Reproduce each of the following items word for word.
====== EXTRACTED RECORDS
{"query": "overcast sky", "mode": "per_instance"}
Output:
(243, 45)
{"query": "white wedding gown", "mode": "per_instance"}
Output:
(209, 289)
============
- **SOLUTION TO THE EXERCISE**
{"query": "overcast sky", "mode": "per_instance"}
Output:
(243, 45)
{"query": "white wedding gown", "mode": "per_instance"}
Output:
(209, 289)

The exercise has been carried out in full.